• _Problem statement_: Among the entries below, tally each line containing "restaurant"; respond with the total only.

(Beginning of Records supplied)

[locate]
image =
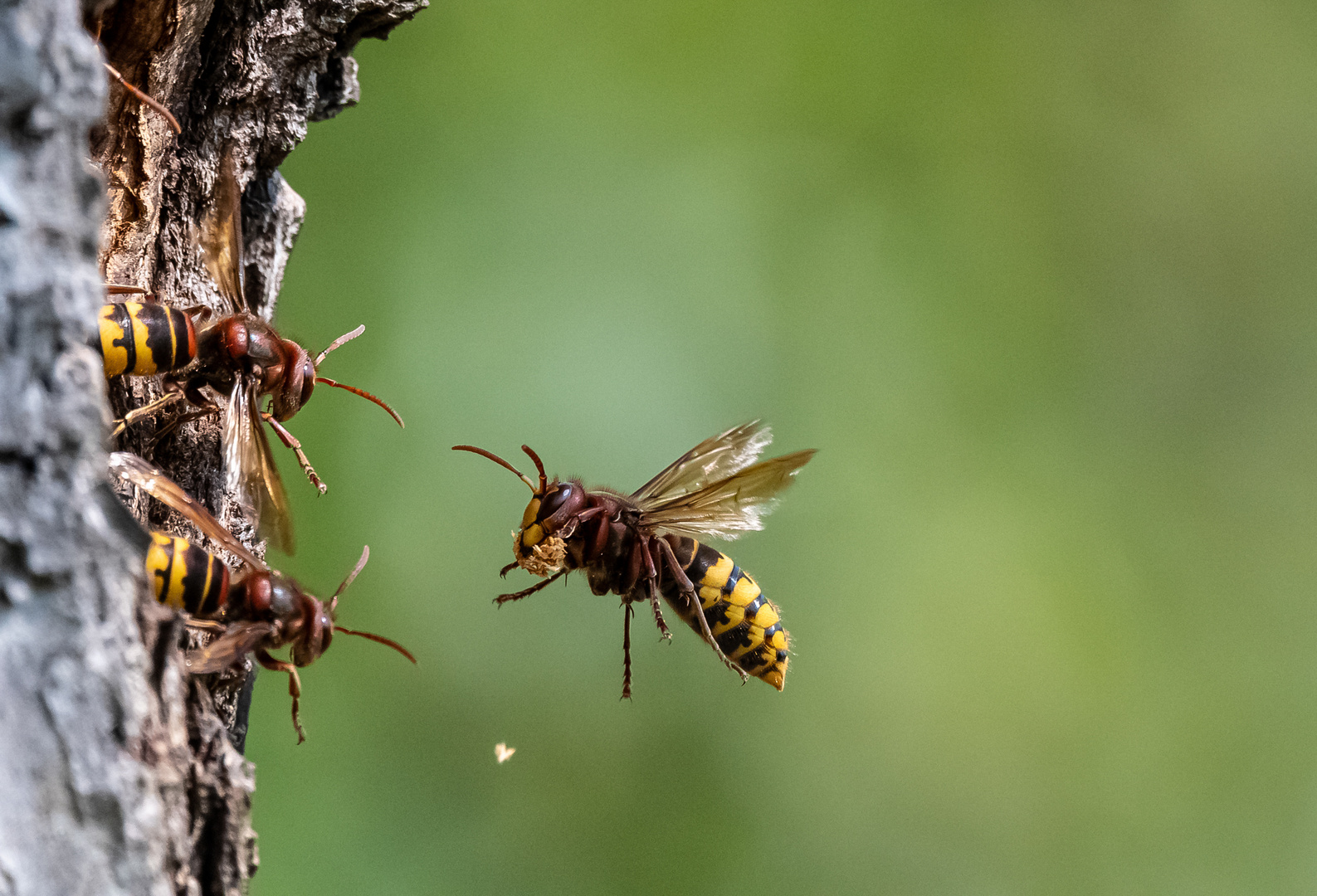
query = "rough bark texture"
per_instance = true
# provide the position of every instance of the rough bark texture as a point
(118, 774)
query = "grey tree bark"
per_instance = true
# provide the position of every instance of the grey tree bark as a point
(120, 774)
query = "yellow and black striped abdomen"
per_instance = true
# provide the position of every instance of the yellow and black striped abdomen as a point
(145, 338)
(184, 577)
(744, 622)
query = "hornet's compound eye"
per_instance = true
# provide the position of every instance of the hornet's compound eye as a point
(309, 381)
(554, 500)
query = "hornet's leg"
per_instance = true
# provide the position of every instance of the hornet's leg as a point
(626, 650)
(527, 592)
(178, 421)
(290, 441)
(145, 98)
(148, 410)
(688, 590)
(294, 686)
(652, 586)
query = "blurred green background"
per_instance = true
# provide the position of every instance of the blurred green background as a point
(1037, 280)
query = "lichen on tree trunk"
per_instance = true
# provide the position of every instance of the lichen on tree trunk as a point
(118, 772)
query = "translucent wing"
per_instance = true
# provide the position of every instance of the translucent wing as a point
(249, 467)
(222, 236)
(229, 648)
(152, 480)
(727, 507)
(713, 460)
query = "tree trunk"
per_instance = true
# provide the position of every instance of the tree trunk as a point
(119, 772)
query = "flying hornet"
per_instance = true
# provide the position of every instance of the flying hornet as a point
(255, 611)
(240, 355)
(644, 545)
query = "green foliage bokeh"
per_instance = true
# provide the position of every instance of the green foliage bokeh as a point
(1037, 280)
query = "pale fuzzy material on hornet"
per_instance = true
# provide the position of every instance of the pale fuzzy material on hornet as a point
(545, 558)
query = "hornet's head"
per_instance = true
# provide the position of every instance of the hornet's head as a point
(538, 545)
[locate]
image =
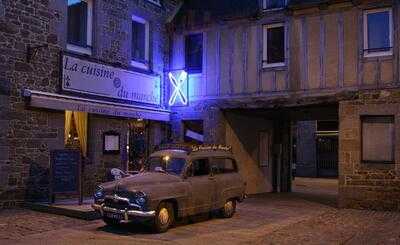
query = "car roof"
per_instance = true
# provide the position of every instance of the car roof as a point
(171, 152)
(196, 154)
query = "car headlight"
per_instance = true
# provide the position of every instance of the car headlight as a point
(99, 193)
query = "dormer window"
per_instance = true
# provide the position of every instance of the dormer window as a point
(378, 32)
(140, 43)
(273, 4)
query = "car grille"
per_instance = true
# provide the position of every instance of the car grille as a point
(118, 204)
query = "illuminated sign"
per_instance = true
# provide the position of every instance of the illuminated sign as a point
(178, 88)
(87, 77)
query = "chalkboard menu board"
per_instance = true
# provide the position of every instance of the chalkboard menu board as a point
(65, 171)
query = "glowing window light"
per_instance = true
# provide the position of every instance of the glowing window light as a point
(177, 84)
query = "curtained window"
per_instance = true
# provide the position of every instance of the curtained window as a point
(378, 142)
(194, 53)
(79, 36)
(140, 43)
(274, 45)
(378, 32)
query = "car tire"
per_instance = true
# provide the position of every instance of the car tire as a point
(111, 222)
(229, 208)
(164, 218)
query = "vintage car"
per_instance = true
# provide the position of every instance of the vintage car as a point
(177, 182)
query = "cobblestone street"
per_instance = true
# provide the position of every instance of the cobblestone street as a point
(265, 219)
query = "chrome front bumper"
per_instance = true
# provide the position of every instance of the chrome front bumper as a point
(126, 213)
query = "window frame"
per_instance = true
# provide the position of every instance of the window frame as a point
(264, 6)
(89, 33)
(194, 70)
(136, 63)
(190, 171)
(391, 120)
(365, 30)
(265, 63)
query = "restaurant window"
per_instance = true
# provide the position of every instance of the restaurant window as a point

(End of Records supplied)

• _Result for this exercise_: 2